* What you will do
Return each line of the listing in which the word "vest" appears.

*** Data in this exercise

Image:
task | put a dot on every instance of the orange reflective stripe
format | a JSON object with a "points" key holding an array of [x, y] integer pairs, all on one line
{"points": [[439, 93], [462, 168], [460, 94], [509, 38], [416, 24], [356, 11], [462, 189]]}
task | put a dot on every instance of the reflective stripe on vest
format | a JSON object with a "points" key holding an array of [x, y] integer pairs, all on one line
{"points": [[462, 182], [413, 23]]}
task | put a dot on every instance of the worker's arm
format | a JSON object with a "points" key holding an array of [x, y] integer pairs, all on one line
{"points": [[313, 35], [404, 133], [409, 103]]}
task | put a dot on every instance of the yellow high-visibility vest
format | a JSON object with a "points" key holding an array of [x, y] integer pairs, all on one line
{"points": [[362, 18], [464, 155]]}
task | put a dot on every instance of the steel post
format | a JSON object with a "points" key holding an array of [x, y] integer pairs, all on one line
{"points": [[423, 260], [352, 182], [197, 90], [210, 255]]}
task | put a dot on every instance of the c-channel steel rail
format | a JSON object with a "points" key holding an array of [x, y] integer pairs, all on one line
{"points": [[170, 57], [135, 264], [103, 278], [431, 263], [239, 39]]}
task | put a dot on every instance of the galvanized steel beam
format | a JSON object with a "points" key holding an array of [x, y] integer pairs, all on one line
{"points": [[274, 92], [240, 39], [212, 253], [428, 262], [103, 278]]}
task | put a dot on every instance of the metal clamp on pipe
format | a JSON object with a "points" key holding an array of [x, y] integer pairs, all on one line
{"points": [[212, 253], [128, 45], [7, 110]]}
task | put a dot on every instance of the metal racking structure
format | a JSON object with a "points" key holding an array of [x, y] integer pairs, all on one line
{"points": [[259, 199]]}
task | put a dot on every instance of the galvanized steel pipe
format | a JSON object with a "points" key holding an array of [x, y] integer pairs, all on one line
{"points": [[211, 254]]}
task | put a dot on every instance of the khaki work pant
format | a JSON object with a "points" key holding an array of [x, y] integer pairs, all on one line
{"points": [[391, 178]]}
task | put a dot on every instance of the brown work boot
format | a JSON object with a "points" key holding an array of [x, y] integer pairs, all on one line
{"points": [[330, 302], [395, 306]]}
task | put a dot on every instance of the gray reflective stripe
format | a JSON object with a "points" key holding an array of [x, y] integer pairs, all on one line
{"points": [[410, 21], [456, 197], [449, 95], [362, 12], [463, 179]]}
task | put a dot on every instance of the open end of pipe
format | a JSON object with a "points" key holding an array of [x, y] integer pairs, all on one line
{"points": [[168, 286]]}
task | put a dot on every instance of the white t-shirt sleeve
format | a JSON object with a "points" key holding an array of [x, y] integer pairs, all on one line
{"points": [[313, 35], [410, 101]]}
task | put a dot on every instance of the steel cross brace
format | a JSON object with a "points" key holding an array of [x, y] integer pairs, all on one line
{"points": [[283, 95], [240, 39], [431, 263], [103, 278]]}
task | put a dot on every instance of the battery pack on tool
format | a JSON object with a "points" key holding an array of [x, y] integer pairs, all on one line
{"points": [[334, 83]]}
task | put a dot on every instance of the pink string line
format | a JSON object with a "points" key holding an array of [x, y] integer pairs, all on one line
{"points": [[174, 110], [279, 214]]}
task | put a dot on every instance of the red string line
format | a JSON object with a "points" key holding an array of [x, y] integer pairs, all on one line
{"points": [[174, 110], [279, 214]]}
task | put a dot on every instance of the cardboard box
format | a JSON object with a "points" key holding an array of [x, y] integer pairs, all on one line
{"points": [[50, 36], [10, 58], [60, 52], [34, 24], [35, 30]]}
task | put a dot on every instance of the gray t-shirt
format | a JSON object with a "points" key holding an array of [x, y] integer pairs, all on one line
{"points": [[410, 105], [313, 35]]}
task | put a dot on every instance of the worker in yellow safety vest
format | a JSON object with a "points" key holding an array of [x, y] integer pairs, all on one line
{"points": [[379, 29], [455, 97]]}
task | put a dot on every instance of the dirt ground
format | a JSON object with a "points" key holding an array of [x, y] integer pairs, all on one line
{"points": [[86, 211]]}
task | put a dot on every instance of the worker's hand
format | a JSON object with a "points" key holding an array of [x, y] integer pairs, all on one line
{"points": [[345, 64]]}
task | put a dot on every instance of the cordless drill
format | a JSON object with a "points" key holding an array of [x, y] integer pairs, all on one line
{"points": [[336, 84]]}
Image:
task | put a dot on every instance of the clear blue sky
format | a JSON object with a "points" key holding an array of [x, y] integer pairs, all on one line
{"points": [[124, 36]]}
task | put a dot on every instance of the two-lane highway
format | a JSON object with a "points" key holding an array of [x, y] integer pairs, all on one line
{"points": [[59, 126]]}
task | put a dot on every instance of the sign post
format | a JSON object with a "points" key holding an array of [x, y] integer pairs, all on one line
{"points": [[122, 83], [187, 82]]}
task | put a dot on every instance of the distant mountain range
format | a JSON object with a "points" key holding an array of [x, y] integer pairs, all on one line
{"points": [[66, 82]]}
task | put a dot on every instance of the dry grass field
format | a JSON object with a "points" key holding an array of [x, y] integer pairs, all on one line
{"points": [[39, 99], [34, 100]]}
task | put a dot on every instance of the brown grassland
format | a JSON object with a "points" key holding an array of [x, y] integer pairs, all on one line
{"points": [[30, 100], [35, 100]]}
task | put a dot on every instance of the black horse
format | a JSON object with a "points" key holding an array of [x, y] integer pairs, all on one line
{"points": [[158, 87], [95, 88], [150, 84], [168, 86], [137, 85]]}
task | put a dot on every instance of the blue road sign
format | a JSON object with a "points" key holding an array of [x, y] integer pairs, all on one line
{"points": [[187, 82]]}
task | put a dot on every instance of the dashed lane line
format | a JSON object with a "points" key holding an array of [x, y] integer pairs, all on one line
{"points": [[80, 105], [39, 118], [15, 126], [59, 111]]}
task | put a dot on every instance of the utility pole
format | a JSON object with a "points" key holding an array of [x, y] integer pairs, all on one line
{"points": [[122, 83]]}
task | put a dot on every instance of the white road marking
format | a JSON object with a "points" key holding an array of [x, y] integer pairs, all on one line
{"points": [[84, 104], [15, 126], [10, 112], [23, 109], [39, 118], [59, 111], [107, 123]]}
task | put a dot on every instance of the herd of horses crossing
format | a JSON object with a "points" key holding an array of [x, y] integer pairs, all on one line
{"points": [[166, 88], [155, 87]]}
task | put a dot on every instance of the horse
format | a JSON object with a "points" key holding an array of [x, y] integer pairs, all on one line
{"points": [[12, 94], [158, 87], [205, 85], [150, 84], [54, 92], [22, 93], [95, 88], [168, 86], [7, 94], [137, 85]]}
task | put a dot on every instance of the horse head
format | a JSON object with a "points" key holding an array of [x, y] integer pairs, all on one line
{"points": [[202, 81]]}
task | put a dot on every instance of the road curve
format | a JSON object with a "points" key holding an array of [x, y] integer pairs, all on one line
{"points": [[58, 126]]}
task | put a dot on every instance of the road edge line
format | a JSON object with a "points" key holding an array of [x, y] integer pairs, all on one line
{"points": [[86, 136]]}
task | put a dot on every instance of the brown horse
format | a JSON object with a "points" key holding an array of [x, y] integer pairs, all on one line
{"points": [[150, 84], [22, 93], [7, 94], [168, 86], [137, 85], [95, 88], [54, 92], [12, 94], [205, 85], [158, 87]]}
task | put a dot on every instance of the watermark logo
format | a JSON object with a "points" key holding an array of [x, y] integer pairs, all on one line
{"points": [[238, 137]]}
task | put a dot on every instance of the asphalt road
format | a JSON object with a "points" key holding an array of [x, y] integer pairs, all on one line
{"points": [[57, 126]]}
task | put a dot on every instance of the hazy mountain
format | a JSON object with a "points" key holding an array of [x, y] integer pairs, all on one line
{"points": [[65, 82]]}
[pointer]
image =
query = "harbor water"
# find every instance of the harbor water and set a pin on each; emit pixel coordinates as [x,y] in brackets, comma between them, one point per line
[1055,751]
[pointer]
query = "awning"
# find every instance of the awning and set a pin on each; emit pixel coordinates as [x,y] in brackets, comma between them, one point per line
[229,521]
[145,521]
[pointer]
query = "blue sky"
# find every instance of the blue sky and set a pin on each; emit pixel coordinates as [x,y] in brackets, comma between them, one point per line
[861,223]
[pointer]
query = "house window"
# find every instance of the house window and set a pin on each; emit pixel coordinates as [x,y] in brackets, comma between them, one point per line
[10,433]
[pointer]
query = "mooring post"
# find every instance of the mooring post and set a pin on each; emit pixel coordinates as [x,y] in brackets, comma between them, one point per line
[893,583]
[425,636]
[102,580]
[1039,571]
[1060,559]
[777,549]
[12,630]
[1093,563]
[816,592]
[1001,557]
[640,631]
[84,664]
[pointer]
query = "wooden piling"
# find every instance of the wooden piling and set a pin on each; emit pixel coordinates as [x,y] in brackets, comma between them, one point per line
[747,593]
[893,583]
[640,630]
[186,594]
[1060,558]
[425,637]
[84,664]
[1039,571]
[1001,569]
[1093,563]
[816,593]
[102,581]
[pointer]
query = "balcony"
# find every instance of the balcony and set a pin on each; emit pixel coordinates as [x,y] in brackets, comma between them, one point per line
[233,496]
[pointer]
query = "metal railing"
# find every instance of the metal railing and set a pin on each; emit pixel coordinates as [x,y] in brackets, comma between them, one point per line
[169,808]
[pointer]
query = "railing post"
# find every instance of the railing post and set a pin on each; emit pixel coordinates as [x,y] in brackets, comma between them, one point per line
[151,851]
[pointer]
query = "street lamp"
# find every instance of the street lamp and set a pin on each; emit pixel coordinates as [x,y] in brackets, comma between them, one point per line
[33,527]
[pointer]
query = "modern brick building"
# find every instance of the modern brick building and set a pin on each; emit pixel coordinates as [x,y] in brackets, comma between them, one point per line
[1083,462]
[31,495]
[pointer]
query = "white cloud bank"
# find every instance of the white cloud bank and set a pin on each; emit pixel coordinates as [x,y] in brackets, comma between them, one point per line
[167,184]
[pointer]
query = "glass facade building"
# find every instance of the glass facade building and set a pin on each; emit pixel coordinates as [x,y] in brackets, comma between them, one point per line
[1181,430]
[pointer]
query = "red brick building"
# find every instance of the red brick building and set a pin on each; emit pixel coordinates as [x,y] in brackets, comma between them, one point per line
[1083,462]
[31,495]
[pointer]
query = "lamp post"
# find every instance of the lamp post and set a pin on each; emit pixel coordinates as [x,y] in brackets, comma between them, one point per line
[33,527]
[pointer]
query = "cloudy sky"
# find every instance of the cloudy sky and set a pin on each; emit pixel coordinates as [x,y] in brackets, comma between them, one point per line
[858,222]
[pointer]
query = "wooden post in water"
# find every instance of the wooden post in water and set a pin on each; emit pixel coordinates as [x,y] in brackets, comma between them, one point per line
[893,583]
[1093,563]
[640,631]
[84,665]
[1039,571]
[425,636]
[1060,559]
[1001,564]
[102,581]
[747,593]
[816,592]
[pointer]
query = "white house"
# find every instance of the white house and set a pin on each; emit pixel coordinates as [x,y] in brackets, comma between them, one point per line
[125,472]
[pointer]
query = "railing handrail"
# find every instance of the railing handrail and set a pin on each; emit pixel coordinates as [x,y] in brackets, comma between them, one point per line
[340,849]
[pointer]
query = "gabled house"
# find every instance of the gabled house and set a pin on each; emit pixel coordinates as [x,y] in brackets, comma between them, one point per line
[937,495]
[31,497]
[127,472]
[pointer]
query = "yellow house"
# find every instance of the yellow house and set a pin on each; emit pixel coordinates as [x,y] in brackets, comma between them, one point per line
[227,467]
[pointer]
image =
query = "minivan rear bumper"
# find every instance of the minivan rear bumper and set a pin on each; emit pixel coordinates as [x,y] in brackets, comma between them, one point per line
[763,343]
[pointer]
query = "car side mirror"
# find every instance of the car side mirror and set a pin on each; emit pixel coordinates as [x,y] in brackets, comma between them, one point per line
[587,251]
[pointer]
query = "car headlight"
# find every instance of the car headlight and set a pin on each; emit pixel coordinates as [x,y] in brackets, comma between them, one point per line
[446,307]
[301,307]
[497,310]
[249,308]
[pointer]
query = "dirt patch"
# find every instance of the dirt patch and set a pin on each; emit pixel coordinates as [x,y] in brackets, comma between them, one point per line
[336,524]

******

* Answer space
task | put a dot on every instance of the reflective stripe on vest
task | put a dot on every instance of the yellow high-visibility vest
task | put a dot on every instance of the worker in yellow safety vest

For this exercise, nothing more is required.